Spirited Reflection: Being known under the tree
1 Samuel 3:1-10, (11-20); Psalm 139:1-6, 13-18; 1 Corinthians 6:12-20; John 1:43-51
This cold and blustery January may seem far removed from lush and leafy summer gardens, but the fig tree mentioned in the gospel reading for this week has me thinking about my own backyard. I don’t have a fig tree, but I do have an ever-expanding canopy of lilacs that burst into full bloom at the beginning of June every year. These lilacs provide a fragrant, shady spot in the heat of a Southern Ontario summer, and I can often be found sitting underneath them in my Muskoka chair with a book, or a journal, or my own thoughts and silent prayers.
I believe the Creator knows me in those quiet moments under the tree, as I take in the goodness of flowers budding, and birds chirping, and the wind rustling the branches above me. Many of my deepest fears, hopes, and embarrassingly prideful moments have been wrestled out with God under those lilacs.
When I’m struggling and need to get outside for some fresh air, I end up under that tree, scowling at the ground, grumbling internally as I tell God that enough is enough, and I’m certainly not going to deal with ‘that person’ ever again! Then I lift my eyes to look up at the sun filtering through the branches, and can feel the nudging of the Holy Spirit (who is familiar with my grumbles) say, ”Yes, again, even though you don’t want to, but one more time, extend grace”.
When I worry about the ‘what ifs’ of my life – Did I choose the right career? Are my relationships what they should be? Was that financial decision I made a horrible mistake? – I go out to the garden and sit under those lilacs (that come back faithfully every year without much help from me) and consider how God has been before me and behind me every step of the way, and ordained my days with more than enough for what I need.
Then there are times when I take my journal under that tree and scheme some hopeful, holy mischief. Plans for working with local advocacy groups to bring the justice of affordable housing to my neighbourhood, or diagrams of community garden boxes to build in an empty lot behind my house. In those moments I hope that Creator God sees my plans for ‘good news’ in my neighbourhood and responds saying, “Stick with me kid, and you’ll see greater things than this!”

## ASSIGNMENT
Copy word for word the part of the reflection on being known under the tree, starting with "When I worry" and going on through "what I need.".

## INFORMATION GIVEN
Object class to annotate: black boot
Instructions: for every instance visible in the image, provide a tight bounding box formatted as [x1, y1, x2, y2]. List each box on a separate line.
--
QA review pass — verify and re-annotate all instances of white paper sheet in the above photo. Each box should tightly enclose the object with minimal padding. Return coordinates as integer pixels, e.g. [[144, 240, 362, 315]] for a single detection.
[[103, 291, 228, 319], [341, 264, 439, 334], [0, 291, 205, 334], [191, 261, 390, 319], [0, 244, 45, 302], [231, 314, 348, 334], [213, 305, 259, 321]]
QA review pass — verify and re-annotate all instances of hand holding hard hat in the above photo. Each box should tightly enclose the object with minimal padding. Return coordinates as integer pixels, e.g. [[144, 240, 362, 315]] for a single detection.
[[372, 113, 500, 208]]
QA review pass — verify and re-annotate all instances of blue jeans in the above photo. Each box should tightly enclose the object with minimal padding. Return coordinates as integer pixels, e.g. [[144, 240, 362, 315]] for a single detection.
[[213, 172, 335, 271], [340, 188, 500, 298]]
...
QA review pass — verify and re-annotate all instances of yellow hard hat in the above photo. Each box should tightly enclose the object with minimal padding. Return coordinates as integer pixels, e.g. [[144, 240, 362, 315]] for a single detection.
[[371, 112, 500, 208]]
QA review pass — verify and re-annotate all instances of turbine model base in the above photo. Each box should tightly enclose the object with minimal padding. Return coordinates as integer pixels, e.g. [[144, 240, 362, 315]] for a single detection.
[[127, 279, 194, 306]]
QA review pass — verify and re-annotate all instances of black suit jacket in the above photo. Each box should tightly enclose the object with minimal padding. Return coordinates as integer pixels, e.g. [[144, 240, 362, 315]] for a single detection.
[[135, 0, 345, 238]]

## OUTPUT
When I worry about the ‘what ifs’ of my life – Did I choose the right career? Are my relationships what they should be? Was that financial decision I made a horrible mistake? – I go out to the garden and sit under those lilacs (that come back faithfully every year without much help from me) and consider how God has been before me and behind me every step of the way, and ordained my days with more than enough for what I need.